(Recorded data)
● ● ● ● ● ● ●

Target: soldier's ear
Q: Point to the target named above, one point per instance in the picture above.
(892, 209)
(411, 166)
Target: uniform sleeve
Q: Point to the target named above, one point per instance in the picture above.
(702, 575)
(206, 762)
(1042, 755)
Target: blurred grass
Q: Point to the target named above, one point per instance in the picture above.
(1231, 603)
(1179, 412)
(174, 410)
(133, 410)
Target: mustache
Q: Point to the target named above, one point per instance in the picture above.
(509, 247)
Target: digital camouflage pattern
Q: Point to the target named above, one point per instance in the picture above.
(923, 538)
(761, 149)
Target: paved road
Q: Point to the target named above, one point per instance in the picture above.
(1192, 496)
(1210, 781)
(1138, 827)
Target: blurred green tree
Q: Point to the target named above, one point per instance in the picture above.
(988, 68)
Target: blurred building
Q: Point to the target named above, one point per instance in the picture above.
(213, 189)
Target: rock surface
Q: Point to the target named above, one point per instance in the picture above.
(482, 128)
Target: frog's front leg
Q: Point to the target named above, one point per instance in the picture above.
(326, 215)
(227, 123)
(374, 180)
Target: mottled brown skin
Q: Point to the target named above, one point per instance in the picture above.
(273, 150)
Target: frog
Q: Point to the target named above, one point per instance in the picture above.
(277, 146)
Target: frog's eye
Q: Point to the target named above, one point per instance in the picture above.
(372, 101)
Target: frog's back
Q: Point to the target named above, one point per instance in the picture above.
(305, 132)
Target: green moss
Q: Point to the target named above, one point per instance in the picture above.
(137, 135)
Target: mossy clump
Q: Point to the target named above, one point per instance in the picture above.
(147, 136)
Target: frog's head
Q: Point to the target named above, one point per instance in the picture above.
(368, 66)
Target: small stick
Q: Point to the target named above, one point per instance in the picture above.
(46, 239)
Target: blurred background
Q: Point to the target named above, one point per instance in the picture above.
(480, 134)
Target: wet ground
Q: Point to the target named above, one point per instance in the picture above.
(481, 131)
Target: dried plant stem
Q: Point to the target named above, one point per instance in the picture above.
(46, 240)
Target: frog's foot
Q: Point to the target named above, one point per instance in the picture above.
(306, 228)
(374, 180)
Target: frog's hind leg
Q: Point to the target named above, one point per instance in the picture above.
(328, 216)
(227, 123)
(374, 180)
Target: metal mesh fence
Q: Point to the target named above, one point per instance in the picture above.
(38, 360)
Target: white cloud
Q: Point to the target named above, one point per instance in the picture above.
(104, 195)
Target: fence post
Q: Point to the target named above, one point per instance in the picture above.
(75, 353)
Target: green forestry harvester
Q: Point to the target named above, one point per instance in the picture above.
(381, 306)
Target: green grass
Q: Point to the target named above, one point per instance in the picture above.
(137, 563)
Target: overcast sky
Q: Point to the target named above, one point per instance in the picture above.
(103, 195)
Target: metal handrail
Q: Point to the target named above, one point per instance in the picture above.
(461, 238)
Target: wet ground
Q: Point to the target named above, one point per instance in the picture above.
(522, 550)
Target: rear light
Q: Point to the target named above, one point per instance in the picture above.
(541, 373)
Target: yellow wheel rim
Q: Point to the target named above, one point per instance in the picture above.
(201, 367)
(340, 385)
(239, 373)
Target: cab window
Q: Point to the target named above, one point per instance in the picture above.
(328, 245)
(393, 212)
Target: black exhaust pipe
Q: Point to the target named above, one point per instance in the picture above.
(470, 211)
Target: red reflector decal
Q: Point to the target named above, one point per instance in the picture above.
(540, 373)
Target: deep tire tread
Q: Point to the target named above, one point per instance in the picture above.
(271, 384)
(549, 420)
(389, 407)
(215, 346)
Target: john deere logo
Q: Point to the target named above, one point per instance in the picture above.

● ● ● ● ● ● ●

→ Exercise
Edit all of the material above so that every "instance" becomes "occurrence", and leave everything else unchanged.

→ Exercise answer
Target: soldier's ear
Q: Point to the target named above, one point per occurrence in the picture above.
(892, 209)
(411, 166)
Target: uniform sleeve
Q: Point to the target named above, one point per occurrence in the picture above.
(702, 575)
(206, 762)
(1042, 755)
Target: blurred grass
Q: Point to the target named above, one point per occurrence in the picture above.
(1231, 603)
(1179, 412)
(174, 410)
(133, 410)
Target: mustache
Q: Point to the target named above, one point per occurrence in the picture above.
(509, 247)
Target: digital camouflage pattern
Q: Point to the target named above, one point per occurrence in the picture above.
(923, 538)
(761, 149)
Target: paved road
Q: Point to the target named above, one point per occurrence in the picture above.
(1192, 496)
(1210, 781)
(1138, 827)
Target: blurred green tree
Q: Point to the target named above, one point per occurrence in the picture above.
(988, 68)
Target: blurred building
Q: Point to the target named above, one point per occurrence in the picture above.
(213, 189)
Target: rock surface
Q: Point to the target named above, one point per occurrence in the picture above.
(482, 128)
Target: frog's front leg
Q: Point to the target named above, one point per occurrence in the picture above.
(326, 215)
(227, 123)
(374, 180)
Target: mottled brown skin
Q: Point to the target named above, one point per occurrence in the picture above.
(273, 150)
Target: frog
Q: Point to the target named above, one point per occurrence in the picture above.
(277, 146)
Target: frog's eye
Q: Point to the target named above, one point per occurrence in the picture above.
(372, 101)
Target: frog's back
Q: Point to the target named above, one point per occurrence in the picture above.
(305, 132)
Target: green moss
Q: Point to the target named above, one point per occurrence in the picture above.
(137, 135)
Target: mossy clump
Q: Point to the target named above, one point per occurrence in the picture above.
(147, 136)
Target: frog's head
Q: Point to the target named above, one point per occurrence in the picture above.
(368, 66)
Target: small stick
Q: Point to the target named above, one point per occurrence in the picture above.
(46, 239)
Target: blurred background
Q: Point to the target named above, one point per occurrence in the picture above.
(480, 134)
Target: wet ground
Q: Point to the target named above, one point per occurrence in the picture above.
(481, 131)
Target: dried plant stem
Q: Point to the target named above, one point per occurrence in the picture above.
(46, 240)
Target: frog's foot
Q: Point to the target named above, one point per occurrence in the picture above.
(306, 228)
(374, 180)
Target: frog's hind leg
Q: Point to the target named above, one point per occurrence in the picture above.
(328, 216)
(227, 123)
(374, 180)
Target: metal mesh fence
Q: Point to the target named above, one point per occurrence in the picture above.
(38, 360)
Target: white cloud
Q: Point to the target named above, one point per occurrence in the picture above.
(104, 195)
Target: fence post
Q: Point to the target named above, one point per occurrence in the picture above.
(75, 353)
Target: green forestry harvester
Q: Point to the target named above, one point per occurrence in the picture above.
(381, 306)
Target: green grass
Q: Point to the target named above, one point per occurrence in the picture above.
(137, 563)
Target: overcast sky
Q: Point to the target named above, one point per occurrence in the picture above.
(103, 195)
Target: metal handrail
Q: Point to the target named above, one point per occurrence in the picture above.
(461, 238)
Target: wet ground
Q: Point to the target named above, one point per occurrence in the picture above.
(522, 550)
Target: rear light
Q: Point to the target named above, one point per occurrence in the picture above.
(541, 373)
Target: yellow wheel rim
Q: Point to the target named above, one point per occurrence in the picture above.
(201, 367)
(340, 385)
(239, 373)
Target: cab window
Q: Point to the target named above, one point per occurrence in the picture above.
(328, 245)
(393, 212)
Target: black exhaust pipe
Q: Point to the target named above, one point per occurrence in the picture above.
(470, 211)
Target: red reflector decal
Q: Point to the target named above, one point per occurrence in the picture above.
(540, 373)
Target: deep tire tread
Q: Point to the target named above, one point per occurrence in the picture above.
(271, 384)
(549, 420)
(389, 407)
(215, 346)
Target: john deere logo
Q: Point to the target named above, one point per occurrence in the picture above.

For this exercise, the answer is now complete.